(Extracted records)
───

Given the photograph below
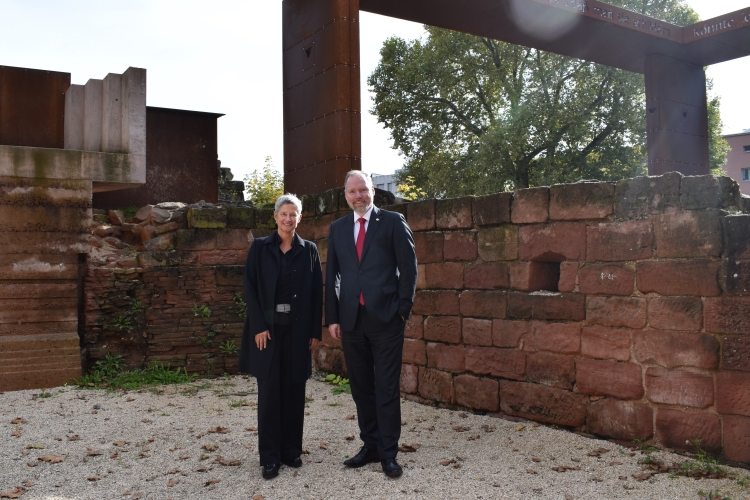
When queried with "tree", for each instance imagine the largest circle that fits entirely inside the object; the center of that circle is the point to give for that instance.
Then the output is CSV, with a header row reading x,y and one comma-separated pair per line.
x,y
473,115
264,187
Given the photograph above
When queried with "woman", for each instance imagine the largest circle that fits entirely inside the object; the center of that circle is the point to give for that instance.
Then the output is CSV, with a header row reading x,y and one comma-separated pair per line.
x,y
283,291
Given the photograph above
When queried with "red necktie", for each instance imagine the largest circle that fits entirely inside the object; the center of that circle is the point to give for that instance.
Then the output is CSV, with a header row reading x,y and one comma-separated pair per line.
x,y
360,245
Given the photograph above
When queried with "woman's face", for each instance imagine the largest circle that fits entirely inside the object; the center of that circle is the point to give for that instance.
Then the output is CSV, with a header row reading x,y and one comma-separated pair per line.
x,y
287,218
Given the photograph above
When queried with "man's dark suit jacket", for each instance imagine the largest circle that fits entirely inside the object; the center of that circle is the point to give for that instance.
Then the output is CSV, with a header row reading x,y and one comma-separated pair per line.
x,y
387,274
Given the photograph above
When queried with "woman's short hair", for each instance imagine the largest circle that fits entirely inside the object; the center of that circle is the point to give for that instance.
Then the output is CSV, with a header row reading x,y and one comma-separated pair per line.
x,y
288,198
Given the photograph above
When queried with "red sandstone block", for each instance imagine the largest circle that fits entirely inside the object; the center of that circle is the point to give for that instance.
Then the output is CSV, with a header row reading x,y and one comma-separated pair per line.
x,y
684,277
443,329
409,380
677,387
428,302
606,343
413,328
626,420
679,429
530,205
675,313
444,275
508,333
454,213
421,215
460,245
582,200
608,279
727,315
477,393
488,275
483,304
737,438
553,242
498,243
449,358
619,241
605,378
554,370
733,393
627,312
533,276
505,363
547,307
428,247
568,276
436,385
562,338
414,352
492,209
688,234
672,349
542,404
477,331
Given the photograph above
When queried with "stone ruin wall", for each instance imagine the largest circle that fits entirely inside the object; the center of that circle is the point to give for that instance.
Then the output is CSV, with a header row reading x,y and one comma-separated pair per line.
x,y
619,309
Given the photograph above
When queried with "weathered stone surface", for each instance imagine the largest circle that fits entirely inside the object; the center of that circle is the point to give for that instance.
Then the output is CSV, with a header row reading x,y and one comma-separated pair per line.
x,y
672,349
606,378
460,245
498,243
727,315
564,338
733,393
449,358
677,387
542,404
530,205
505,363
477,393
627,420
621,241
436,385
443,329
606,343
492,209
483,304
582,200
679,429
688,234
568,306
554,370
647,195
607,279
628,312
487,275
477,331
553,242
508,333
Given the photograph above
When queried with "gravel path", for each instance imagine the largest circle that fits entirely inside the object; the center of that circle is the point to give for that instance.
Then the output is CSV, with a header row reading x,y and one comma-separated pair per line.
x,y
198,441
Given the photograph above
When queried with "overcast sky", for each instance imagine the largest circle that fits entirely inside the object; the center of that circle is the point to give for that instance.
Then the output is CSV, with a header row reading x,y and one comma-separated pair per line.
x,y
225,56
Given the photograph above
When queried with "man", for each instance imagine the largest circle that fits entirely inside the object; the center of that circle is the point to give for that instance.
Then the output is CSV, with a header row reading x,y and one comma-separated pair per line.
x,y
372,264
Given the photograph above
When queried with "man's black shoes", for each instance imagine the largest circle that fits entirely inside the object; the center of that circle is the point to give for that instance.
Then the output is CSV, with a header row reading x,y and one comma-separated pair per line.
x,y
364,457
270,471
391,467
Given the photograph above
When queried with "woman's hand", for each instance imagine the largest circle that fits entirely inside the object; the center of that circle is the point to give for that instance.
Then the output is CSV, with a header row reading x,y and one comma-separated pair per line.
x,y
262,338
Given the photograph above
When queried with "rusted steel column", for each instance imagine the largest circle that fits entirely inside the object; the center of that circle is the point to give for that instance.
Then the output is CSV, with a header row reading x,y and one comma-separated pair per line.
x,y
322,131
676,117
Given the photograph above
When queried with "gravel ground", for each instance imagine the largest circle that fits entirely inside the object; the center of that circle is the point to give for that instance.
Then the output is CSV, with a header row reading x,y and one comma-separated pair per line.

───

To do: Write out the listing word for word, omitting the pictures it holds.

Solution for this problem:
Given the photograph below
When queried with "tree", for each instance imagine the largest circle that fits entirely inside the object; the center of that circle is the point to give for that instance.
Then the output is CSV, with a header row reading x,y and one comma-separated pair per line.
x,y
473,115
264,187
Given the photograph above
When queried with "woman", for each instance imagine the largest circle that fits entirely inside the object; the center of that circle is the point to give for that instance.
Then the output is CSV, with a header row reading x,y and one comma-separated pair per line.
x,y
283,291
Given the photograph above
When queried with "red necktie", for each instance imagine the largest circle that fits entirely inside the object; the center of that circle is the point to give for that instance.
Then the output is CSV, with a header row reading x,y and one comma-separated pair per line.
x,y
360,245
Given the photograph above
When queried with "woman's face", for each instance imagine the largest circle that fits entirely inside the object; the center of that circle is the point to give for that instance.
Then the output is CSV, with a header row reading x,y and one comma-separated pair per line.
x,y
287,218
Given the photograph above
When queried with "man's dark suit jacket", for each instance imagine the largest circle that fits entirely inside the object; the center of that circle is the point to give for that instance.
Then the output is CSV, with a header row reading x,y and one comma-separated pair per line.
x,y
387,274
Given the photograph above
When queried with "woman's short hair", for each instance imagine the largest circle that fits entirely inside the object; the center of that circle is the point to give for that instance.
Then the output is CSV, with a header row reading x,y and one comma-separated pair per line.
x,y
288,198
Given the photograph above
When queried with "red sandstone block", for each instance imagine the largest circle that fits entirely inside the object; the center of that circle is the point to give for that instance.
Then the output is CSV, with a header row reading x,y and one comma-separated pair per line.
x,y
684,277
443,329
409,380
677,387
428,302
606,343
413,328
626,420
679,429
530,205
675,313
444,275
508,333
454,213
421,215
460,245
582,200
608,279
727,315
477,393
488,275
483,304
737,438
553,242
498,243
449,358
619,241
605,378
554,370
733,393
627,312
533,276
505,363
547,307
428,247
568,276
436,385
562,338
414,352
492,209
688,234
672,349
542,404
477,331
Given the photograph above
When queried with "stone ruin wall", for each instance imagine the largest circle that fits entirely inside the object; the center of that circle is the point to give for that instance.
Then the output is CSV, with a header row reading x,y and one comma-separated pair per line.
x,y
619,309
Given the photograph above
When queried with "weathered stone surface", for each instance imagine the largest circle that fits entirely inside the object; the center of that circle is the point to give for that instance.
Then the output is CSV, with a header row reading x,y and one comma-separated pair per line.
x,y
672,349
606,378
460,245
498,243
727,315
564,338
733,393
449,358
677,387
542,404
530,205
505,363
477,393
627,420
621,241
436,385
443,329
606,343
492,209
483,304
582,200
679,429
688,234
568,306
554,370
647,195
607,279
628,312
487,275
477,331
553,242
508,333
Given the photograph above
When queried with "gravel path", for each instance imagine the largest circle that fits entirely inside the object; the center of that circle is the point to give for that instance.
Then the output is CSV, with a header row reading x,y and one comma-separated pair per line.
x,y
198,441
Given the photograph above
When queried with "overcast sky", for each instance imagine the largest circle that fits entirely inside the object; the center of that circle is the point to give for that instance.
Then the output is CSV, with a header row reading x,y and one comma-separated pair per line.
x,y
225,56
Given the photograph above
When queried with "man", for each instance imagine the largest circle that fits entirely inside the object; the center of that circle is the point to give for that instance.
Then the output is CSV, with a header row reading x,y and one comma-separated pair per line.
x,y
372,264
Given the photograph above
When queried with "man's black shoes", for each instance imagine the largest circle that fits entirely inside the object; the center of that circle is the point to give for that instance.
Then the output is CSV, with a header row reading x,y and one comma-separated pair per line.
x,y
364,457
270,471
391,467
Given the photograph above
When queried with "woman's hand", for each instance imagine the largest circle that fits entirely inside the object; the center of that circle is the point to give for that instance.
Then the output is CSV, with a header row reading x,y and one comma-separated pair per line.
x,y
262,338
Given the photograph above
When queried with "rusted steel column", for each instance imagine the largest circle that fits entirely inside the object; the center of that circle is the point to give for that instance.
Then the output is CSV, with a header row reading x,y and one comma-separated pair per line.
x,y
322,131
676,117
Given the photograph above
When queried with "gravel ground", for each instance imagine the largest circle that fits entirely inside the object; the center of that circle is the point to give for that instance.
Then the output is CSV, with a header row reading x,y and one comma-separated pair per line.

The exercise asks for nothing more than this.